• Given request:
Reproduce all of the data below as a numbered list, skipping any blank lines.

[Excerpts from a detection dataset]

>> START

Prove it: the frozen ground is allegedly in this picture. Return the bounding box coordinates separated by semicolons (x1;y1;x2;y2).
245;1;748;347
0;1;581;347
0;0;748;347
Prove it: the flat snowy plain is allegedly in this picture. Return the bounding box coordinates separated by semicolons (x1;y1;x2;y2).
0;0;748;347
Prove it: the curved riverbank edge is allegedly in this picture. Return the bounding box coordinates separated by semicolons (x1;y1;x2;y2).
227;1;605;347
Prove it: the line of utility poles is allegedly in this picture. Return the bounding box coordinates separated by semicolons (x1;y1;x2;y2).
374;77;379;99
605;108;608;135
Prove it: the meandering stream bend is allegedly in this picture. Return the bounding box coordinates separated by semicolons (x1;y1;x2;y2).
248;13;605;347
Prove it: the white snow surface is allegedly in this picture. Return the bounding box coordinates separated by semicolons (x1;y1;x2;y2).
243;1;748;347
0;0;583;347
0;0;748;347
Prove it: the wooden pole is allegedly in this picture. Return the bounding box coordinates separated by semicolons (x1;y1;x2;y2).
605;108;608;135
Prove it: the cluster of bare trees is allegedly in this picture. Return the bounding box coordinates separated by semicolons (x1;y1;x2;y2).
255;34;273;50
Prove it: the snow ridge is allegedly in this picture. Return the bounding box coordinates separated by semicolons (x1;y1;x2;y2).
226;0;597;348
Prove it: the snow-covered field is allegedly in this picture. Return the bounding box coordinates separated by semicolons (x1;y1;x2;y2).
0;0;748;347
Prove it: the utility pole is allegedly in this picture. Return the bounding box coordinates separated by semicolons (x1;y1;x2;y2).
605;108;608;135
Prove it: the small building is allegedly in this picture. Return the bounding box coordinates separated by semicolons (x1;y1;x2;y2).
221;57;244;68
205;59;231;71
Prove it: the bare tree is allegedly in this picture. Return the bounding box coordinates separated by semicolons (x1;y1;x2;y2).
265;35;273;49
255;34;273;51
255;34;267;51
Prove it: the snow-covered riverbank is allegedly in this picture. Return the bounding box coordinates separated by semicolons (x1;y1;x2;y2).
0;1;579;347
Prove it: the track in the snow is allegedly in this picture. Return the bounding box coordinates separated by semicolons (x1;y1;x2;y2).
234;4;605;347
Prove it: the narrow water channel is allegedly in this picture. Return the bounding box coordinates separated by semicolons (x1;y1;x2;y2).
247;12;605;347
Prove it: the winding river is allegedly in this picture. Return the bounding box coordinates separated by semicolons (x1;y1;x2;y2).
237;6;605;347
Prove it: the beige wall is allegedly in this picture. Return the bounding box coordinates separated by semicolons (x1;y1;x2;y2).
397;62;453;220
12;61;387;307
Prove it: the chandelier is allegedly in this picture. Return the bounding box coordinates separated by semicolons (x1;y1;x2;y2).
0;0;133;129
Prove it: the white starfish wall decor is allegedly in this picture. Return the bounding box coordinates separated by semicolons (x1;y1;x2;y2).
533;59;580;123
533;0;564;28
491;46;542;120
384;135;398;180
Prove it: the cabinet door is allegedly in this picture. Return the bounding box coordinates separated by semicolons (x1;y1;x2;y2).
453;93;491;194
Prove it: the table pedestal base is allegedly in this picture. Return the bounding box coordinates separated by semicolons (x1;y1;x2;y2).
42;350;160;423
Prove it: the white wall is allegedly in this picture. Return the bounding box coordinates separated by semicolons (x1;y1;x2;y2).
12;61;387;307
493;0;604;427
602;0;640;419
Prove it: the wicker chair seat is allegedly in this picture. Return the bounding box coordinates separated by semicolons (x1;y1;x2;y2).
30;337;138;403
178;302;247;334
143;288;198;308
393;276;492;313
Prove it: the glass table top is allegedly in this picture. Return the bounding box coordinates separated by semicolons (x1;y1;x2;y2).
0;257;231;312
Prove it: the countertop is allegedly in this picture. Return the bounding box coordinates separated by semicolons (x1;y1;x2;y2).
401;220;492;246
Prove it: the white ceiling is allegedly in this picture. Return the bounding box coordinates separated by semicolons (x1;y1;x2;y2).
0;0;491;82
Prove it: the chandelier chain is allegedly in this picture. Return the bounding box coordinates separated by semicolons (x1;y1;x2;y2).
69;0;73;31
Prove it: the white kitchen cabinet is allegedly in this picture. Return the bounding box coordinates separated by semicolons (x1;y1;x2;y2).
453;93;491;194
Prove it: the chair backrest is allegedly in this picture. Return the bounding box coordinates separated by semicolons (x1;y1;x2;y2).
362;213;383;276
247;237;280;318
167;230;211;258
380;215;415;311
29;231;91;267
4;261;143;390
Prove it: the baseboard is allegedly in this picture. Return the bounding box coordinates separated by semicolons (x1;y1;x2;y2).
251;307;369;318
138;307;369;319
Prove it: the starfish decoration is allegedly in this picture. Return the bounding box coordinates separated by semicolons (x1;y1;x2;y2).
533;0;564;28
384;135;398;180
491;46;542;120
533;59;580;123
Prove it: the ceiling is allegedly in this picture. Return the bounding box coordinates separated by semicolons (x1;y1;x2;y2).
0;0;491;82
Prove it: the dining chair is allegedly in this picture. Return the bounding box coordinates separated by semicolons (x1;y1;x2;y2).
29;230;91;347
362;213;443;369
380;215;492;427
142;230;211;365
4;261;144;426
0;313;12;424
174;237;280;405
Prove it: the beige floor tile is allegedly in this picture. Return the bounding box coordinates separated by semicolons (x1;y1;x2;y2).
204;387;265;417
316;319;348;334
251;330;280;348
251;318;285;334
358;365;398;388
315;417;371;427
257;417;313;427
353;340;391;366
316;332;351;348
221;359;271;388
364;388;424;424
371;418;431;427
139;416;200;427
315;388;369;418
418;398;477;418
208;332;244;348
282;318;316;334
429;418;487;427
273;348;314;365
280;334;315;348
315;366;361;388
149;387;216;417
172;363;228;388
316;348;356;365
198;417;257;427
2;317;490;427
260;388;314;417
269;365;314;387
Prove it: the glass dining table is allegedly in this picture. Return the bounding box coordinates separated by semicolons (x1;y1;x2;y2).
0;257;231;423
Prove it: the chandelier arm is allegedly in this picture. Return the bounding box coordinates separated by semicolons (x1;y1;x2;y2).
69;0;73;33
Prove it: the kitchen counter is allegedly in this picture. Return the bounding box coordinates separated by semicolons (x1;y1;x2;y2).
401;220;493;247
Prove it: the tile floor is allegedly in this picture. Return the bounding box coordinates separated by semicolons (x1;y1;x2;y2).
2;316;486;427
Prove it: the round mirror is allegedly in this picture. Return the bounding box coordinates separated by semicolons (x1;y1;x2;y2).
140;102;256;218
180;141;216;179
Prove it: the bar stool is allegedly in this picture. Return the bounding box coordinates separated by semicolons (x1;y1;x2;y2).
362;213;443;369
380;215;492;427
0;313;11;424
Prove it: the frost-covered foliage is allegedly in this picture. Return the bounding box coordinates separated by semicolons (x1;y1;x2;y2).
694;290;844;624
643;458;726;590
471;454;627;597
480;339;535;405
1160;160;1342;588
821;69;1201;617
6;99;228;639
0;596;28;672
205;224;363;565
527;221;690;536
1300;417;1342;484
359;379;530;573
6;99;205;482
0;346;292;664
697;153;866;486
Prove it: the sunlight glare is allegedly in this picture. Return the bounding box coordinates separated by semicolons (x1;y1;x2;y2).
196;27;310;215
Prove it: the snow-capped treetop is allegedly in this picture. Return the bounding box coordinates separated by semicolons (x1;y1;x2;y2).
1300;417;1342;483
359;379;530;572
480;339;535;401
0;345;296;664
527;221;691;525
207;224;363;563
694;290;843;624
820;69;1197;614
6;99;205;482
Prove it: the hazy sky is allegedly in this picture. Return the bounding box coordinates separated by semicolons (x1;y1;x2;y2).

>> END

• Result of the task:
1. Prove it: the frozen ground is allegedly in this picture. Return the bounding box coordinates separated by semicolons (x1;y1;x2;y2).
2. 245;1;748;347
3. 0;1;581;347
4. 0;0;748;347
5. Prove it: the flat snowy plain is allegedly in this picture. Return the bounding box coordinates separated by semicolons (x1;y1;x2;y2).
6. 0;0;748;347
7. Prove it: the curved riverbank edge is allegedly in this picture. Return the bounding box coordinates separated by semicolons (x1;y1;x2;y2).
8. 227;1;605;347
9. Prove it: the line of utility poles is allegedly in this picture. Return the bounding box coordinates separated by semicolons (x1;y1;x2;y2).
10. 374;77;379;99
11. 605;108;608;135
12. Prove it: the meandering stream bend is allegedly in this picture. Return the bounding box coordinates separated by semicolons (x1;y1;x2;y2).
13. 248;13;605;347
14. Prove it: the white snow surface is allegedly in this picture. Return the bounding box coordinates separated by semicolons (x1;y1;x2;y2).
15. 243;1;748;347
16. 0;0;583;347
17. 0;0;748;347
18. Prove it: the wooden pole is allegedly in this picture. Return the bounding box coordinates separated by semicolons (x1;y1;x2;y2).
19. 605;108;608;135
20. Prove it: the cluster of bare trees is allegedly in this picture. Return the bounding box coordinates separated by semicolons (x1;y1;x2;y2).
21. 255;34;273;50
22. Prove it: the snow ridge is allegedly in this picture. Return the bounding box coordinates separated by semicolons (x1;y1;x2;y2).
23. 226;0;597;348
24. Prove it: the snow-covered field is allegedly in this picture. Return the bounding box coordinates separated by semicolons (x1;y1;x2;y2).
25. 0;0;748;347
26. Prove it: the utility pole is allegedly in this picture. Return the bounding box coordinates separated by semicolons (x1;y1;x2;y2).
27. 605;108;608;135
28. Prove it: the small building is allegedly in this picture. Return the bounding box coordinates separated by semicolons (x1;y1;x2;y2).
29. 221;57;244;68
30. 205;59;231;71
31. Prove it: the bare tree is allegedly in this picture. Return the bounding box coordinates separated by semicolons (x1;y1;x2;y2).
32. 265;35;273;49
33. 255;34;273;51
34. 255;34;267;51
35. Prove it: the snow-covered riverbank is allegedly in this picture. Return the bounding box coordinates separated by semicolons (x1;y1;x2;y2).
36. 0;1;579;347
37. Prove it: the track in the snow is allegedly in this picture. Return the bounding box coordinates separated by semicolons (x1;y1;x2;y2).
38. 234;4;605;347
39. Prove it: the narrow water channel is allegedly in this picture. Return the bounding box coordinates separated by semicolons (x1;y1;x2;y2).
40. 247;12;605;347
41. Prove it: the winding river is allegedly in this picture. Return the bounding box coordinates separated by semicolons (x1;y1;x2;y2).
42. 237;6;605;347
43. Prove it: the beige wall is allegedly in this picture. Return the bounding box coordinates separated by semicolons (x1;y1;x2;y2).
44. 397;62;453;220
45. 12;61;387;307
46. Prove it: the chandelier is allegedly in this picture. Return the bounding box coordinates separated by semicolons (x1;y1;x2;y2).
47. 0;0;133;129
48. Prove it: the white starfish wall decor is allegedly in this picture. Return the bounding box coordinates separated by semicolons (x1;y1;x2;y2).
49. 533;59;580;123
50. 533;0;564;28
51. 491;46;542;120
52. 384;135;398;180
53. Prove it: the cabinet door is allegedly in this picture. Return the bounding box coordinates separated by semicolons (x1;y1;x2;y2).
54. 453;93;491;194
55. Prove it: the table pedestal base is allegedly in this picture. Return the bounding box coordinates separated by semicolons (x1;y1;x2;y2).
56. 42;350;160;423
57. Prove it: the white wall is allegedly in this picture. Return the bounding box coordinates separated by semicolons (x1;y1;x2;y2).
58. 12;61;387;307
59. 493;0;604;427
60. 602;0;640;419
61. Prove it: the wicker chair seat is allegedly in this picture. Return the bounding box coordinates separated by semicolons (x1;y1;x2;y2).
62. 30;337;138;403
63. 178;302;247;334
64. 143;288;198;308
65. 393;276;492;313
66. Prove it: the glass table top is allegedly in this picture. Return the bounding box coordinates separated by semicolons (x1;y1;x2;y2).
67. 0;257;231;312
68. Prove it: the countertop is allegedly in this picture. Return the bounding box coordinates separated by semicolons (x1;y1;x2;y2).
69. 401;220;492;246
70. Prove it: the white ceiling is allegedly in this picture. Return the bounding box coordinates separated by semicolons (x1;y1;x2;y2).
71. 0;0;491;82
72. Prove it: the chandelier chain is allegedly in this picture. Return the bounding box coordinates separated by semicolons (x1;y1;x2;y2).
73. 69;0;73;31
74. Prove it: the white kitchen cabinet is allegedly in this picture. Return the bounding box coordinates separated by semicolons (x1;y1;x2;y2).
75. 453;93;491;194
76. Prove it: the chair backrest is allegedly in this picture. Return the bounding box coordinates separated by semicolons (x1;y1;x2;y2).
77. 362;213;383;276
78. 247;237;280;318
79. 167;230;211;258
80. 380;215;415;311
81. 29;231;91;267
82. 4;261;143;390
83. Prove it: the baseboard is allegedly in this picture. Return the bounding box coordinates separated by semicolons (x1;y1;x2;y2).
84. 251;307;369;318
85. 138;307;369;319
86. Prove it: the starfish decoration is allegedly in this picture. Return the bounding box coordinates separated by semicolons (x1;y1;x2;y2).
87. 533;0;564;28
88. 384;135;398;180
89. 491;46;542;120
90. 533;59;580;123
91. Prove it: the ceiling is allegedly in this picture. Return the bounding box coordinates separated by semicolons (x1;y1;x2;y2).
92. 0;0;491;82
93. Prove it: the dining chair is allegedly in this picture. Return the bounding box coordinates separated by semicolons (x1;y1;x2;y2).
94. 29;230;91;347
95. 362;213;443;369
96. 380;215;492;427
97. 142;230;211;365
98. 4;261;144;426
99. 0;313;12;424
100. 174;237;280;405
101. Prove it: the beige floor tile is allegedly in this picture. Return the bounding box coordinates separated by semicolons (x1;y1;x2;y2).
102. 204;387;265;417
103. 316;319;348;334
104. 251;330;280;348
105. 251;318;285;334
106. 358;365;398;388
107. 315;417;371;427
108. 257;417;313;427
109. 353;340;391;366
110. 316;332;351;348
111. 221;359;271;388
112. 364;388;424;424
113. 371;418;431;427
114. 139;416;200;427
115. 315;388;369;418
116. 418;398;477;418
117. 208;332;244;348
118. 282;318;316;334
119. 429;418;487;427
120. 273;348;314;365
121. 280;334;315;348
122. 315;366;361;388
123. 149;387;216;417
124. 172;363;228;388
125. 316;348;356;365
126. 198;417;257;427
127. 2;317;490;427
128. 260;388;314;417
129. 269;365;314;387
130. Prove it: the glass dining table is allegedly in this picture. Return the bounding box coordinates separated by semicolons (x1;y1;x2;y2).
131. 0;257;231;423
132. Prove it: the chandelier arm is allegedly in this picture. Return the bounding box coordinates separated by semicolons (x1;y1;x2;y2).
133. 69;0;73;33
134. Prove it: the kitchen counter is allegedly in this picture. Return the bounding box coordinates separated by semicolons (x1;y1;x2;y2).
135. 401;220;493;247
136. Prove it: the tile floor is allegedly in this picture. Return the bounding box coordinates separated by semicolons (x1;y1;x2;y2).
137. 2;316;486;427
138. Prove it: the round mirror is allegedly in this picture. Return the bounding box coordinates separated by semicolons (x1;y1;x2;y2).
139. 140;102;256;218
140. 180;141;216;179
141. Prove it: the bar stool is allegedly in this picture. Return the bounding box coordinates separated by semicolons (x1;y1;x2;y2).
142. 362;213;443;369
143. 380;215;492;427
144. 0;313;11;424
145. Prove it: the frost-covered foliage is allegedly in this picture. Return the bounding box coordinates separated by semicolons (x1;y1;x2;y2).
146. 694;290;844;624
147. 643;458;726;590
148. 471;454;627;597
149. 480;339;535;405
150. 1160;160;1342;588
151. 821;69;1201;617
152. 6;99;228;639
153. 0;596;28;672
154. 205;224;363;565
155. 527;221;690;536
156. 1300;417;1342;484
157. 359;379;530;573
158. 6;99;205;482
159. 0;346;292;664
160. 697;153;866;486
161. Prove it: the sunlight glare is allegedly in this picture. Return the bounding box coordinates separated by semicolons (x1;y1;x2;y2).
162. 196;27;310;215
163. Prove it: the snow-capped treetop is allegedly in this picture. Return the bounding box coordinates separated by semicolons (x1;y1;x2;y2).
164. 1300;417;1342;483
165. 359;379;530;572
166. 480;339;535;401
167. 0;345;296;664
168. 527;221;691;525
169. 207;224;363;563
170. 694;290;843;624
171. 820;69;1197;614
172. 6;99;205;482
173. Prove it: the hazy sky is allegedly in this picture. Return the bounding box coordinates separated by semicolons (x1;y1;x2;y2).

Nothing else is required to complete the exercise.